» **What the task requires**: Write the listing out again, all of it, word for word.

[start]

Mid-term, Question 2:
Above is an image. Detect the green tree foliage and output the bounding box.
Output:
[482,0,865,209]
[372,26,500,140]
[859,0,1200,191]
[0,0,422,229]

[end]

» **Answer to this task**:
Mid-term, Question 2:
Above is an image. Detect the green tree foliage and output the bounding box.
Output:
[482,0,865,209]
[372,26,500,140]
[859,0,1200,191]
[0,0,422,229]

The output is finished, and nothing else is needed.